# PAGE EXTRACT
☆ ☆ ☆ ☆ ☆ ☆ ☆
Account for encrypted reasoning for auto compaction (openai#7113)

aibrahim-oai · web-flow · commit b519267d0545 · 2025-11-22T03:06:45.000Z
- The total token used returned from the api doesn't account for the
reasoning items before the assistant message
- Account for those for auto compaction
- Add the encrypted reasoning effort in the common tests utils
- Add a test to make sure it works as expected
diff --git a/codex-rs/Cargo.lock b/codex-rs/Cargo.lock
diff --git a/codex-rs/core/src/codex.rs b/codex-rs/core/src/codex.rs
@@ -661,6 +661,11 @@ impl Session {
         format!("auto-compact-{id}")
     }
 
+    async fn get_total_token_usage(&self) -> i64 {
+        let state = self.state.lock().await;
+        state.get_total_token_usage()
+    }
+
     async fn record_initial_history(&self, conversation_history: InitialHistory) {
         let turn_context = self.new_turn(SessionSettingsUpdate::default()).await;
         match conversation_history {
@@ -1958,20 +1963,13 @@ pub(crate) async fn run_task(
         .await
         {
             Ok(turn_output) => {
-                let TurnRunResult {
-                    processed_items,
-                    total_token_usage,
-                } = turn_output;
+                let processed_items = turn_output;
                 let limit = turn_context
                     .client
                     .get_auto_compact_token_limit()
☆ ☆ ☆ ☆ ☆ ☆ ☆
# TASK BRIEF
According to the commit notes on auto compaction, what does the total token count returned from the API leave out?

Segmentation mask data
☆ ☆ ☆ ☆ ☆ ☆ ☆
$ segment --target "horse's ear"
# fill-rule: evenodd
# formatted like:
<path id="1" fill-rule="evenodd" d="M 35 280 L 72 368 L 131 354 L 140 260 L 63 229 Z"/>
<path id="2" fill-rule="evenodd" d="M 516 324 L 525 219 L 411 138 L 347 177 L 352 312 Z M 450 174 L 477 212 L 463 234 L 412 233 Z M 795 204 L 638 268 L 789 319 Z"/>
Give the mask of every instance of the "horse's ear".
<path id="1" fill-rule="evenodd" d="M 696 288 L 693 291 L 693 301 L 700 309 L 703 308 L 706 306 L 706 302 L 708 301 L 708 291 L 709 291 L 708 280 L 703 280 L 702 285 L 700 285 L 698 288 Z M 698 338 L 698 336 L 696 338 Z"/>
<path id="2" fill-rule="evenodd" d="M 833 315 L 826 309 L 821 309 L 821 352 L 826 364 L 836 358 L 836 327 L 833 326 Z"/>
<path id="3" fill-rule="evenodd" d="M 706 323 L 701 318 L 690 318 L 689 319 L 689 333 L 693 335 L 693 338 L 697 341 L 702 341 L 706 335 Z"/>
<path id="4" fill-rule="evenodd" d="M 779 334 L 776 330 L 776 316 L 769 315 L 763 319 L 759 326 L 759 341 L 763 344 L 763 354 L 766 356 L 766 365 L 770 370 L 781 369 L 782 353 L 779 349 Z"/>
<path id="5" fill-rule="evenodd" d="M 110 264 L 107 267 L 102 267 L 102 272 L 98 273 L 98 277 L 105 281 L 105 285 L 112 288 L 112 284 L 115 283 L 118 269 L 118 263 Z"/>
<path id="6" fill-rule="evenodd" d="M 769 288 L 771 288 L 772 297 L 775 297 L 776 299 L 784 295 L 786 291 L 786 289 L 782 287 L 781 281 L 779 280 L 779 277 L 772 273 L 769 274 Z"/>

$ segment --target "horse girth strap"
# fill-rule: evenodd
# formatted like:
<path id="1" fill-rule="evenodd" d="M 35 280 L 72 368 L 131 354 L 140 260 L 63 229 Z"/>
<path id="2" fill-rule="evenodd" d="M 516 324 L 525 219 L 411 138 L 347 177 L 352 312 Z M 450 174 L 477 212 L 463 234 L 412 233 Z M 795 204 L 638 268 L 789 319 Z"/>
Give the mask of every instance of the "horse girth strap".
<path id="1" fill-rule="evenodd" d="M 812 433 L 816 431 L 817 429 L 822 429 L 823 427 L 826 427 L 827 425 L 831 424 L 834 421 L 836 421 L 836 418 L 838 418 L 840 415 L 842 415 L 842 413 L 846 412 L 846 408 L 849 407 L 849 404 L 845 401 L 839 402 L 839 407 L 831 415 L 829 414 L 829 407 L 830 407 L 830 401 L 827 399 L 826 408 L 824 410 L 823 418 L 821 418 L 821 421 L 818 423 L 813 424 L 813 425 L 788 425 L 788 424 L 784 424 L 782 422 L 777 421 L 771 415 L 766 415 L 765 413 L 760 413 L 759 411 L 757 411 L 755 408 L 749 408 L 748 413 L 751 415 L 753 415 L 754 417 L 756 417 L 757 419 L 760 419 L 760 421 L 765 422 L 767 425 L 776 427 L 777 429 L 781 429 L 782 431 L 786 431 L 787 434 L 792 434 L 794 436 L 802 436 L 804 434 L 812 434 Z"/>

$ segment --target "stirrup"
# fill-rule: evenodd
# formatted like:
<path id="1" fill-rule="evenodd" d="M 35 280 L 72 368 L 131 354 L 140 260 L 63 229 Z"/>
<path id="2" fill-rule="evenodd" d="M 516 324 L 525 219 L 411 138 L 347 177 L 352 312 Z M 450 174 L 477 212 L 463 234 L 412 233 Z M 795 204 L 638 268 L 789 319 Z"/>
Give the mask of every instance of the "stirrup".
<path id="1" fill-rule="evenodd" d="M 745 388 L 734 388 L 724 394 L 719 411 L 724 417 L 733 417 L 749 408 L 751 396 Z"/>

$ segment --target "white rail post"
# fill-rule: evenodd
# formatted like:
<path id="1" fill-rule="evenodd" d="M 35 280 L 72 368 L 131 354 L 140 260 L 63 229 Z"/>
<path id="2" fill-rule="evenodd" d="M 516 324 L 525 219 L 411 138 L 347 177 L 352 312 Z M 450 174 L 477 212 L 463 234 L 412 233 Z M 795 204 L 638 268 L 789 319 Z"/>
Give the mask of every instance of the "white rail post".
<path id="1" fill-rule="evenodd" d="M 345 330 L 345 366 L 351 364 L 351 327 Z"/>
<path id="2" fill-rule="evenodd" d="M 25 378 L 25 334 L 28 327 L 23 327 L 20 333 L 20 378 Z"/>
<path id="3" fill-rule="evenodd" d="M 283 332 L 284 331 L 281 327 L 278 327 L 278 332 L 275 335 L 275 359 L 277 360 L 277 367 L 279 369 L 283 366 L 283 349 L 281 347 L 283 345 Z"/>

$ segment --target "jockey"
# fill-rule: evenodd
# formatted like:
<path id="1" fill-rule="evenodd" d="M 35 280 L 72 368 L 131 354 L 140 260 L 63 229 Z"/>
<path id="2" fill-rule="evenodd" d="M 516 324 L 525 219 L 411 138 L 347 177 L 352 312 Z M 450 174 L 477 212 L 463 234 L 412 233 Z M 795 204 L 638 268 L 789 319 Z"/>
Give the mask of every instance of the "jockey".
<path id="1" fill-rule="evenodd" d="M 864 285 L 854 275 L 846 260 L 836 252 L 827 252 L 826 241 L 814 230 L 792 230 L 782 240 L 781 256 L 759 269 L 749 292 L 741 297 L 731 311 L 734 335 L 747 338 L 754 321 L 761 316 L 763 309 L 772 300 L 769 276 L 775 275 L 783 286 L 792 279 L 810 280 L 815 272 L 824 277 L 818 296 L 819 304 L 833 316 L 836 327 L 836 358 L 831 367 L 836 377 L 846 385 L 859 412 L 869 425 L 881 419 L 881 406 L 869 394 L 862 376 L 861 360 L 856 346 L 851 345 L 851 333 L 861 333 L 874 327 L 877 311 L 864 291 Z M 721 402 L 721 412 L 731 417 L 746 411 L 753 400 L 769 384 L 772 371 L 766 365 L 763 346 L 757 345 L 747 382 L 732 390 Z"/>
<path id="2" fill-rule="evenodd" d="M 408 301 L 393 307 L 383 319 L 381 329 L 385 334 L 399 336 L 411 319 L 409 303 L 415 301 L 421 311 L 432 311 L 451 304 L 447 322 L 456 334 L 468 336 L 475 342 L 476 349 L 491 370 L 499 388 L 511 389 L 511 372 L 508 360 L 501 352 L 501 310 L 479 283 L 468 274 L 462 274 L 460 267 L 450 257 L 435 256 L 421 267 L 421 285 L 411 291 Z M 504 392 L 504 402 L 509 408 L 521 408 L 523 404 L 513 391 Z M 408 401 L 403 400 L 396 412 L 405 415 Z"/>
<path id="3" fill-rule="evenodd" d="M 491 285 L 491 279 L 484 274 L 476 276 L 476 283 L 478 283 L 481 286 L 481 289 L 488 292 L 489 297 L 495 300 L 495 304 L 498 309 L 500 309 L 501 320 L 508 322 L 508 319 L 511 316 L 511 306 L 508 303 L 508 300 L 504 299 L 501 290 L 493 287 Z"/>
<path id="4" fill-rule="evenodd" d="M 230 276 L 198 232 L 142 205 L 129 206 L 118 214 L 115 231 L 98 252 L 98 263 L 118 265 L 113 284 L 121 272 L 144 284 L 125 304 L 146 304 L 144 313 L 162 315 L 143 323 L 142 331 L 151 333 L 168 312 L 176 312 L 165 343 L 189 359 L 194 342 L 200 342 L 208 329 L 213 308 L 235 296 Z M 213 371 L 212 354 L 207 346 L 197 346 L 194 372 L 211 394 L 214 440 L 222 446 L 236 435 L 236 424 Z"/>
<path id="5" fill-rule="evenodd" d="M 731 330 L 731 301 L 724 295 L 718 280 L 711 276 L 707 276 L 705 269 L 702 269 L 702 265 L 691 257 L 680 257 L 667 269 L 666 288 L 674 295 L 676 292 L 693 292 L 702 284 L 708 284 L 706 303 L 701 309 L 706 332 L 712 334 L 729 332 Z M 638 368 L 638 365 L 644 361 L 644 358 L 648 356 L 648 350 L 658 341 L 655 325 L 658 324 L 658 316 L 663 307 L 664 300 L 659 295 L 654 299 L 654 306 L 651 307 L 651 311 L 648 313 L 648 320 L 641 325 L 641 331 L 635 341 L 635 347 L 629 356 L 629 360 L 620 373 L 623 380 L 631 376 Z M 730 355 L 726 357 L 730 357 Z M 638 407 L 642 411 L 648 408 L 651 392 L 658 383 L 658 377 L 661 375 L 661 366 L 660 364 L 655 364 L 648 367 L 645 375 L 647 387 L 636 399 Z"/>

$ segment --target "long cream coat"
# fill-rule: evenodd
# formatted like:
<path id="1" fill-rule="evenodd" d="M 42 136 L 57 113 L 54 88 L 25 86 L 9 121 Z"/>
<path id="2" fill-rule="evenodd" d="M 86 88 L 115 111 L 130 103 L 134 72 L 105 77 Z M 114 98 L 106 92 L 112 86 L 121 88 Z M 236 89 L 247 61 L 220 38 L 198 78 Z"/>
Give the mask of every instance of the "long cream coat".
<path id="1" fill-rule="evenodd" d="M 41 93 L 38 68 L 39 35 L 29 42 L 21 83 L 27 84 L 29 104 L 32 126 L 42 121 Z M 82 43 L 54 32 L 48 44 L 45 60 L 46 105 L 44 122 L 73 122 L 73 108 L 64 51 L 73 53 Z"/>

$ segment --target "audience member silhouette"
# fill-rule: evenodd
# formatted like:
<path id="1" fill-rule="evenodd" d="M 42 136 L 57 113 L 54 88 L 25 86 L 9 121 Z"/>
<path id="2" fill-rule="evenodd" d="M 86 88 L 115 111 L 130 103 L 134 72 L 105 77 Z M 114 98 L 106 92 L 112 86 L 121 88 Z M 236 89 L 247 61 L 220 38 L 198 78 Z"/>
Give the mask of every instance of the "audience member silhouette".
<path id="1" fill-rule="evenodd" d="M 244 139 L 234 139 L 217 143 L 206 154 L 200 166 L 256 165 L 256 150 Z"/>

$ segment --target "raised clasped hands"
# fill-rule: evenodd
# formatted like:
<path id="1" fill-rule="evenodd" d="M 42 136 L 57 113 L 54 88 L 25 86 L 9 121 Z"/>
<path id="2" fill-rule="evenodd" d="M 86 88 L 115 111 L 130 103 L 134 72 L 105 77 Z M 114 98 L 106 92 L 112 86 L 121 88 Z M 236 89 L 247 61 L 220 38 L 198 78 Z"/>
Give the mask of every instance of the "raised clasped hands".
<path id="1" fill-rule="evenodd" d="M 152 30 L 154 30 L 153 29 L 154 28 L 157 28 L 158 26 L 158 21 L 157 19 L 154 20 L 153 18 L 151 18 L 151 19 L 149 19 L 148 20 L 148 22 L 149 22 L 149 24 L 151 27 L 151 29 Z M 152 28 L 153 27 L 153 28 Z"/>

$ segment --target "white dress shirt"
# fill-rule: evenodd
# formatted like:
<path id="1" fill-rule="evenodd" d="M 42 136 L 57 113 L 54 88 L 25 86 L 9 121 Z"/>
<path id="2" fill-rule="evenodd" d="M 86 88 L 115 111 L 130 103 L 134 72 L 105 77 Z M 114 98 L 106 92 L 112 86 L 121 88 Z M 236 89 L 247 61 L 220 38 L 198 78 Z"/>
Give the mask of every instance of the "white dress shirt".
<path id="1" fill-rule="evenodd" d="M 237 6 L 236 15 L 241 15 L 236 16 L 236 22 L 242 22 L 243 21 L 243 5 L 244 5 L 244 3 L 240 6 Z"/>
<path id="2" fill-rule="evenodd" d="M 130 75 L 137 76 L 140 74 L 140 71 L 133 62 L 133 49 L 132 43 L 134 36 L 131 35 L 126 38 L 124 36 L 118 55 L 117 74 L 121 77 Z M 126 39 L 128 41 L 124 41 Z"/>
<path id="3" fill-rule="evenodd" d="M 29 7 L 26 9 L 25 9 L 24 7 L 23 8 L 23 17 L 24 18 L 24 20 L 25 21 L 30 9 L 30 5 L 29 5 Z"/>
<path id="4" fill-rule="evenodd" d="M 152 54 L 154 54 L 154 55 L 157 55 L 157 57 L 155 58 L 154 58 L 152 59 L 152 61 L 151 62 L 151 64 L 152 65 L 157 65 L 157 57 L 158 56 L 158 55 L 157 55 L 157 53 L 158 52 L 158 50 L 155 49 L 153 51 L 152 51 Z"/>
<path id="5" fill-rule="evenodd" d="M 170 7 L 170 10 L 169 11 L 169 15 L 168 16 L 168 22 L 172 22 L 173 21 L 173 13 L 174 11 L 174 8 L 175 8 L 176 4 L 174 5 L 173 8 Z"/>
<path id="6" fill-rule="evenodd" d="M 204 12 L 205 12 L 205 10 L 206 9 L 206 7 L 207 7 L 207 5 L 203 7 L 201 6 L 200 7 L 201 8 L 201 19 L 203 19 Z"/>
☆ ☆ ☆ ☆ ☆ ☆ ☆
# ANSWER TO THIS EXERCISE
The reasoning items before the assistant message.